### Given passage

Using tetramer enrichment analysis, we found that several U-rich motifs were enriched in the aUTRs that were removed by APA in SCT differentiation (Supplementary Fig. 10a). Interestingly, these motifs were also associated with 3ʹUTRs of unstable transcripts in BeWo cells (Supplementary Fig. 10b). A general negative correlation could be discerned between tetramer enrichments in regulated aUTRs and in 3ʹUTRs for stability (Fig. 6g), indicating that removal of destabilizing motifs in aUTRs can potentially lead to increased expression for genes displaying 3ʹUTR shortening in SCT differentiation.

######

Exercise objective: Please continue the passage on U-rich motifs and 3ʹUTR shortening during SCT differentiation, picking up after its final sentence.

### Source information

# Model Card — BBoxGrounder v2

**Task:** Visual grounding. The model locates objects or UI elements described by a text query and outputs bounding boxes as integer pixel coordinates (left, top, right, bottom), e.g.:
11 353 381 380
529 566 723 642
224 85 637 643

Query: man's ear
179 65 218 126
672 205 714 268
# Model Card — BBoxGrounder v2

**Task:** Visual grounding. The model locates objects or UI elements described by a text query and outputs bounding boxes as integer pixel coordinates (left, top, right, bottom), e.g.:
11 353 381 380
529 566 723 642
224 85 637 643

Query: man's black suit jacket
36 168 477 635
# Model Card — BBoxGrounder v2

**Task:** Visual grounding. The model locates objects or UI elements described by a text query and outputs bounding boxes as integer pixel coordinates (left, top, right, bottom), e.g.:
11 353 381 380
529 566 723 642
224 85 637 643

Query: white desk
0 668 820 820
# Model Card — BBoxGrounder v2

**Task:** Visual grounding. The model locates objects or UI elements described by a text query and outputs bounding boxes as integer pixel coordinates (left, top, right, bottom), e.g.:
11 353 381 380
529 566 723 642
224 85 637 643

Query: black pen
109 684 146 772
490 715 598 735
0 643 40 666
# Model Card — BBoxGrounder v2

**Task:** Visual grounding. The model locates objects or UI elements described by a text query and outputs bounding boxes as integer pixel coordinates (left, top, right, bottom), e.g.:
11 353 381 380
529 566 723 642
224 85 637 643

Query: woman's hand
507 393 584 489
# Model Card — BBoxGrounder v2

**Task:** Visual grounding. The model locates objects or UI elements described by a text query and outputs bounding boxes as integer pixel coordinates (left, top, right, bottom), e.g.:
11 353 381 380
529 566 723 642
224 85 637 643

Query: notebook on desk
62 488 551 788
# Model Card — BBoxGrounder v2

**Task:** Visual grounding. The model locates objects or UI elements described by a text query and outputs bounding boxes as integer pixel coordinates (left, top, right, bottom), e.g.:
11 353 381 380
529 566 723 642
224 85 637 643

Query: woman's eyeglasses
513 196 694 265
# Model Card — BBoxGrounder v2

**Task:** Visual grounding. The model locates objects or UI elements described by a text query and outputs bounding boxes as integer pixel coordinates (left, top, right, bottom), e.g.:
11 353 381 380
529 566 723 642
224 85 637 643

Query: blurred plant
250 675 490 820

######

Output for this task:
SCAP in differentiation of B cells to plasma cells

We next asked whether SCAP took place in other systems besides SCT differentiation. Differentiation of B cells to plasma cells was the first biological condition in which APA regulation was discovered41,42. Increasing protein secretion capacity from B cells to plasma cells is crucial for antibody secretion. We analyzed an RNA-seq dataset generated by Shi et al.43, which included four types of B cells, namely, B1 cells, marginal zone B cells, germinal center (GC) B cells, and follicular B cells, as well as three types of plasma cells, namely, spleen plasmablasts (PBs), spleen plasma cells, and bone marrow plasma cells. Among these cell types, spleen PBs and marginal zone B cells displayed the shortest and longest 3ʹUTRs, respectively, based on 3ʹUTR APA REDs (Fig. 7a, y-axis). Significantly, 3ʹUTR sizes correlated well with USPS gene expression across these cell types (r = −0.82, Pearson correlation, Fig. 7a). By contrast, proliferation gene expression levels were not correlated with 3ʹUTR sizes (r = –0.05, Pearson correlation, Fig. 7b).

Fig. 7: Additional systems supporting SCAP.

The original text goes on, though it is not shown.